[begin The records]

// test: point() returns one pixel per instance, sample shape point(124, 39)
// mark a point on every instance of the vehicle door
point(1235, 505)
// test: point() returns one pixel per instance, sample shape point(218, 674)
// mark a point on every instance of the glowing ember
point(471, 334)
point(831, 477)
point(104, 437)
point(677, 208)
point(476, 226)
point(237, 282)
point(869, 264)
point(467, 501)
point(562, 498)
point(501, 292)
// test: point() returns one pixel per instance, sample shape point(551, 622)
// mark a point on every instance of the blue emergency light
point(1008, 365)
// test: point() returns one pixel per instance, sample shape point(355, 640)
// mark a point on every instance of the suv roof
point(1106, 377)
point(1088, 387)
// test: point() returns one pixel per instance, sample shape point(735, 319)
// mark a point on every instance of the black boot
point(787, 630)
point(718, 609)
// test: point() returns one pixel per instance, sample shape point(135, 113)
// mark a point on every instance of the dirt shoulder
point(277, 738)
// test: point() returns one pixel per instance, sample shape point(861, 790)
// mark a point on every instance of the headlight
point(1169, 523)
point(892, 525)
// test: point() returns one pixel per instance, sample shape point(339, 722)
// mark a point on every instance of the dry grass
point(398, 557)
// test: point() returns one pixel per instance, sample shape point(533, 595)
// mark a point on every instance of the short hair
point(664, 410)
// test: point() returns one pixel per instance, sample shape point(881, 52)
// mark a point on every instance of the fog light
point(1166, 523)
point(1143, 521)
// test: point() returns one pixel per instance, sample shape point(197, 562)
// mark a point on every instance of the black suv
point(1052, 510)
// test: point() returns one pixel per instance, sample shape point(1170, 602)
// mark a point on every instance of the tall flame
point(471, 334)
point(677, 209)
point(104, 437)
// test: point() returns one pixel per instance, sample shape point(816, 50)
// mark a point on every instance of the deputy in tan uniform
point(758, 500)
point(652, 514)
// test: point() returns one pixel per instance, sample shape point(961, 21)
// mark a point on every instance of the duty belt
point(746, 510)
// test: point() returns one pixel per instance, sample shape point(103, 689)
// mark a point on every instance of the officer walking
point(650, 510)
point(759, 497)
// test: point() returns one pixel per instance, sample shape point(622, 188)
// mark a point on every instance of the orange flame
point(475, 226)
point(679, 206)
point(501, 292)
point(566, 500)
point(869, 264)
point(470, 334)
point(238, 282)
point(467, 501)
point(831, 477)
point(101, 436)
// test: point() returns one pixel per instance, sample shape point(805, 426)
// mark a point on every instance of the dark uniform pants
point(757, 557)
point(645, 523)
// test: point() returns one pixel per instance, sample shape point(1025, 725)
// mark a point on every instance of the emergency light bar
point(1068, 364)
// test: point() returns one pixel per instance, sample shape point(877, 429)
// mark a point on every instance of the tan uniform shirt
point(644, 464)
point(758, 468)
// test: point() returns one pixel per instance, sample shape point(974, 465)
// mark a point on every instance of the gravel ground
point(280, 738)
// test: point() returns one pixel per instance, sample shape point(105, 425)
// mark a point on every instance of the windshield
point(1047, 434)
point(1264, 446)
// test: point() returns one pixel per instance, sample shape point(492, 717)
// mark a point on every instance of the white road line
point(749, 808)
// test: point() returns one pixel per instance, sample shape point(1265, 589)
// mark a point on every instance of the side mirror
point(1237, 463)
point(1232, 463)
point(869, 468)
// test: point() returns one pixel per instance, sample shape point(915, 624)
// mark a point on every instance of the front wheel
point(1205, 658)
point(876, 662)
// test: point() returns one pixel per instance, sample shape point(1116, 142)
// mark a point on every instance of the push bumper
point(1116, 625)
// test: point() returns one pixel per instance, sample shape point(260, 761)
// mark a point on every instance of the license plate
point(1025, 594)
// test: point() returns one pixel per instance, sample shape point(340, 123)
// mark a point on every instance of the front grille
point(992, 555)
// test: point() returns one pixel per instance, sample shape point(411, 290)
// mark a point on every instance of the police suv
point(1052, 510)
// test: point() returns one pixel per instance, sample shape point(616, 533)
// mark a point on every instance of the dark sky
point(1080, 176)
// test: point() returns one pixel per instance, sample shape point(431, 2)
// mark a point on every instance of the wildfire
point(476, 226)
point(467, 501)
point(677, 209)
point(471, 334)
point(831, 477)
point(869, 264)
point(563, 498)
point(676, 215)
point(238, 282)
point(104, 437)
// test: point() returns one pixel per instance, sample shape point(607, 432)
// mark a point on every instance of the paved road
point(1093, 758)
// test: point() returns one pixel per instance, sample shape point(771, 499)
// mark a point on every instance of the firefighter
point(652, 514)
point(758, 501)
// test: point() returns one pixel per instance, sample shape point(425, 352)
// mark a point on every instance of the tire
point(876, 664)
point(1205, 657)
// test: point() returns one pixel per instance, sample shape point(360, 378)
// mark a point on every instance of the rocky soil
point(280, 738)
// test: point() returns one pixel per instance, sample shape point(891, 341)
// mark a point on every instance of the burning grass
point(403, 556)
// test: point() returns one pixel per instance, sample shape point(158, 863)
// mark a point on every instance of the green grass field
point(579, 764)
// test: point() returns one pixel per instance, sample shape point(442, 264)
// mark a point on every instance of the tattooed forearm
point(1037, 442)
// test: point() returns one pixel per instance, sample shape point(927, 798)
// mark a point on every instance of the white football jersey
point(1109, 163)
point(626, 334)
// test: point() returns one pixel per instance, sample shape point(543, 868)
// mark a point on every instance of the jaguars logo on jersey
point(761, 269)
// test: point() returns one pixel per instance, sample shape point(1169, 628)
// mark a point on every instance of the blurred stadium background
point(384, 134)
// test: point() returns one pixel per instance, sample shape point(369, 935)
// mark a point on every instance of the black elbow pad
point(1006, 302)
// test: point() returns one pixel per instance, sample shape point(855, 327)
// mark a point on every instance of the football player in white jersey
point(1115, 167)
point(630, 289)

[end The records]

- _Challenge_
Print every line of the listing above word for word, changing nothing.

- _The output_
// test: point() returns one pixel per instance, sample shape point(124, 39)
// mark a point on every instance of the vehicle door
point(1235, 505)
// test: point() returns one pixel per instance, sample shape point(218, 674)
// mark a point on every instance of the glowing ember
point(471, 334)
point(831, 477)
point(104, 437)
point(677, 208)
point(476, 226)
point(237, 282)
point(869, 264)
point(467, 501)
point(562, 498)
point(501, 292)
// test: point() returns one pixel per instance, sample shape point(551, 622)
// mark a point on every instance of the blue emergency light
point(1008, 365)
// test: point() returns one pixel per instance, sample shape point(355, 640)
// mark a point on every instance of the suv roof
point(1106, 377)
point(1088, 387)
// test: point() returns one pixel per instance, sample shape point(735, 319)
// mark a point on every instance of the black boot
point(787, 630)
point(718, 609)
// test: point() returns one pixel per instance, sample shape point(135, 113)
// mark a point on every instance of the dirt shoulder
point(277, 738)
// test: point() returns one pixel per instance, sample shape point(861, 790)
// mark a point on every instance of the headlight
point(1169, 523)
point(892, 525)
// test: point() returns one pixel per instance, sample shape point(339, 722)
// mark a point on every instance of the dry grass
point(398, 557)
// test: point() returns one pixel per instance, sample shape point(533, 595)
// mark a point on every instance of the short hair
point(664, 410)
// test: point() returns one pixel per instance, sample shape point(881, 52)
// mark a point on every instance of the fog light
point(1166, 523)
point(1143, 521)
// test: point() returns one pixel per instance, sample shape point(197, 562)
// mark a point on every instance of the black suv
point(1052, 510)
// test: point() returns one pixel per instance, sample shape point(1170, 602)
// mark a point on every instance of the tall flame
point(471, 334)
point(677, 209)
point(104, 437)
// test: point() returns one pixel per instance, sample shape point(816, 50)
// mark a point on every instance of the deputy in tan uniform
point(758, 500)
point(652, 514)
// test: point() returns one pixel per instance, sample shape point(961, 21)
// mark a point on every instance of the duty belt
point(746, 510)
// test: point() returns one pixel per instance, sample shape point(103, 689)
// mark a point on every instance of the officer walking
point(650, 510)
point(759, 497)
// test: point() returns one pixel per instance, sample shape point(622, 188)
// mark a point on every instance of the orange flame
point(475, 226)
point(679, 206)
point(501, 292)
point(566, 500)
point(869, 264)
point(470, 334)
point(238, 282)
point(467, 501)
point(831, 477)
point(101, 436)
// test: point() returns one pixel per instance, sample shape point(805, 426)
// mark a point on every instance of the dark uniform pants
point(757, 557)
point(645, 523)
// test: point() returns one pixel per instance, sample shape point(1025, 725)
// mark a point on every instance of the emergency light bar
point(1068, 364)
// test: point() returns one pixel per instance, sample shape point(877, 429)
// mark a point on every instance of the tan uniform shirt
point(644, 464)
point(758, 468)
// test: point() returns one pixel per instance, sample shape point(974, 465)
// mark a point on every instance of the gravel ground
point(280, 738)
// test: point() returns one pixel per instance, sample shape point(105, 425)
// mark a point on every instance of the windshield
point(1047, 434)
point(1264, 446)
// test: point() returns one pixel per instance, sample shape point(492, 717)
// mark a point on every instance of the white road line
point(749, 808)
// test: point() returns one pixel per instance, sample shape point(1265, 589)
// mark a point on every instance of the side mirror
point(1237, 463)
point(1232, 463)
point(869, 468)
// test: point() returns one pixel per instance, sample shape point(915, 624)
// mark a point on every instance of the front wheel
point(1205, 658)
point(876, 662)
// test: point() returns one pixel per instance, sample shape point(1116, 142)
// mark a point on every instance of the push bumper
point(1116, 625)
// test: point() returns one pixel per instance, sample shape point(260, 761)
// mark a point on every instance of the license plate
point(1025, 594)
// test: point() returns one pixel per instance, sample shape point(340, 123)
// mark a point on every instance of the front grille
point(992, 555)
// test: point() returns one pixel per instance, sample shape point(411, 290)
// mark a point on every instance of the police suv
point(1052, 510)
// test: point() returns one pixel per instance, sample shape point(616, 533)
// mark a point on every instance of the dark sky
point(1080, 176)
// test: point() returns one pixel per instance, sample shape point(431, 2)
// mark a point on every instance of the wildfire
point(476, 226)
point(467, 501)
point(677, 209)
point(471, 334)
point(831, 477)
point(869, 264)
point(563, 498)
point(676, 215)
point(238, 282)
point(104, 437)
// test: point() returns one pixel per instance, sample shape point(607, 432)
// mark a point on every instance of the paved road
point(1093, 758)
// test: point() returns one pixel per instance, sample shape point(771, 499)
// mark a point on every instance of the firefighter
point(652, 514)
point(758, 501)
// test: point() returns one pixel per instance, sample shape point(425, 352)
// mark a point on every instance of the tire
point(876, 664)
point(1205, 657)
// test: point() returns one pixel per instance, sample shape point(360, 378)
// mark a point on every instance of the rocky soil
point(280, 738)
// test: point() returns one pixel per instance, sample shape point(891, 341)
// mark a point on every instance of the burning grass
point(403, 556)
// test: point() returns one pixel per instance, sample shape point(158, 863)
// mark a point on every instance of the green grass field
point(579, 764)
// test: point() returns one pixel per instance, sample shape point(442, 264)
// mark a point on every instance of the tattooed forearm
point(1037, 442)
// test: point() returns one pixel per instance, sample shape point(927, 798)
// mark a point on every instance of the white football jersey
point(1109, 163)
point(626, 334)
// test: point() returns one pixel per instance, sample shape point(543, 868)
// mark a point on every instance of the jaguars logo on jersey
point(761, 269)
// test: point() returns one pixel per instance, sample shape point(1169, 628)
// mark a point on every instance of the blurred stadium background
point(384, 134)
// test: point() returns one pixel per instance, sample shape point(369, 935)
// mark a point on every instance of the black elbow pad
point(1006, 302)
// test: point() returns one pixel per instance, sample shape point(855, 327)
// mark a point on every instance of the football player in white jersey
point(1115, 167)
point(630, 289)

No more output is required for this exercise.